=== REQUEST 1 ===
In the procurement text, in which city and on which dates is the Congress of Cities and Exposition held?
=== REQUEST 2 ===
From the records below, copy out the lines between the line holding "Greenhouse-scouting task: tag the leafy" and the line holding "point(14, 442)", inclusive.

=== TEXT TO READ ===
● ● ● ● ● ● ●
The following is a preview of one of the topics to be covered during Leadership Training Institute seminars at the Congress of Cities and Exposition in New Orleans, November 13-17.

All levels of government are facing the challenge of achieving community goals with ever more limited resources This call to do more with less reaches all levels of government--federal, state and particularly at the local level where budgets are being outpaced by rising demands for services.

One often untapped resource in meeting these demands is the power of procurement. In the past decade, several jurisdictions have used this previously untapped "power of the purse" to directly meet public needs.

The use of contracting, or the "power of the purse," to achieve service needs is as old as government itself. The ability to fairly and effectively use this power to further community goals has reached new heights through the professionalism of procurement employees This professionalism has facilitated the strategic use of purchasing methods and practices to achieve public goals. Although not a cure to every community need, new procurement approaches have enabled local governments to support revitalization efforts, provide opportunities for cost effective environmental efforts, and improve both the quality of existing public services and the ability to provide new services through the development of true strategic partnerships with vendors.

Procurement operations need not be paper bound groups of bureaucrats focused on process and procedure. While the legitimacy, transparency and fairness remain the primary goal of the government procurement, professional times have changed; they can contribute significantly to the attainment of community goals. Through automation, which has reduced the burden of document processing, and through the realization of the strategic importance of the government spend, which has permitted the involvement of procurement in strategic program development, procurement professionals throughout the country have been able to develop the capacity to both insure the fairness of the processes and contribute significantly to the accomplishment of community goals.

In Illinois, communities have implemented programs that have reduced the impact of energy cost increases on both government and rate payers, facilitated the accelerated completion of major infrastructure projects, improved the condition of downtown areas, increased the involvement of local businesses and citizens in the process, and worked across jurisdictional lines to implement emergency communications systems. This has occurred all through the thoughtful implementation of innovative procurement approaches. All of these programs have improved services and, at the same time, reduced costs. These techniques and solutions are now in use throughout the country.

In other communities, through the use of creative payment tools such as procurement cards, cities have been able to not only save time and precious human resources, they have literally been able to fund and construct buildings through rebates. These buildings could not have been funded otherwise. In other communities, procurement programs have enabled residents to invest in the development of wind energy. These innovative programs are only a few examples of the best practices in place throughout the country.
● ● ● ● ● ● ●
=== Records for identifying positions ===

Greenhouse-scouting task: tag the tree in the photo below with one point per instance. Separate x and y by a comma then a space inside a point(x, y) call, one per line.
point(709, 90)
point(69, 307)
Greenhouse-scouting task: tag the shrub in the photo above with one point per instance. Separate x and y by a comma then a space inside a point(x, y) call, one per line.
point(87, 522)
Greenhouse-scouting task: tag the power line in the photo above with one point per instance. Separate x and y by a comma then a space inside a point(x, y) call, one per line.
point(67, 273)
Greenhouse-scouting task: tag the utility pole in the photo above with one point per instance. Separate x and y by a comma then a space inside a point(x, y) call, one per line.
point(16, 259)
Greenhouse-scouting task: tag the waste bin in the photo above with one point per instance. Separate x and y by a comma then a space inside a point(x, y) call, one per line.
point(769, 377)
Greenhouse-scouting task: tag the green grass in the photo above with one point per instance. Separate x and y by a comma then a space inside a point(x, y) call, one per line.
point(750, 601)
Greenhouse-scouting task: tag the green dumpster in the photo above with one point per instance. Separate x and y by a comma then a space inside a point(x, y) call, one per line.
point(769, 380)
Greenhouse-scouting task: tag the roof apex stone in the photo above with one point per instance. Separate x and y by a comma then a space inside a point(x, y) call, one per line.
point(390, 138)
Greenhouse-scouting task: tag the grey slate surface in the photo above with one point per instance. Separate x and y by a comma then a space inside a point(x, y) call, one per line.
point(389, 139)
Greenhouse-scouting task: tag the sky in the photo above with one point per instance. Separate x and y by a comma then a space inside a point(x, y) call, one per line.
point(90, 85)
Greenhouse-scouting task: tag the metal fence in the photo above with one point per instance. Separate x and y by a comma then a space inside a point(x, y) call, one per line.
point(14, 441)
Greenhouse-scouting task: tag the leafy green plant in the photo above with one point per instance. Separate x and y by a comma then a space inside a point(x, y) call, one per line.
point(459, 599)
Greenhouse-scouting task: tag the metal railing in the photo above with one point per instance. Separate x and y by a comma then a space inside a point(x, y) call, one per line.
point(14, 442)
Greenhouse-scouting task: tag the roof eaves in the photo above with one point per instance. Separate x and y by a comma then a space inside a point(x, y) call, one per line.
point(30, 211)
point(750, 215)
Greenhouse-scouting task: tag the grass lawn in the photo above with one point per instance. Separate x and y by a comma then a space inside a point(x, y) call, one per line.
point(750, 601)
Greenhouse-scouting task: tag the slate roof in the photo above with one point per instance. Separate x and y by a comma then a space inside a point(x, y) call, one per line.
● ● ● ● ● ● ●
=== CORRECT RESULT 1 ===
New Orleans, November 13-17.

=== CORRECT RESULT 2 ===
Greenhouse-scouting task: tag the leafy green plant in the photo above with one point per instance. Separate x and y by a comma then a space inside a point(x, y) call, one per line.
point(459, 599)
Greenhouse-scouting task: tag the metal railing in the photo above with one point per instance. Separate x and y by a comma then a space inside a point(x, y) call, one per line.
point(14, 442)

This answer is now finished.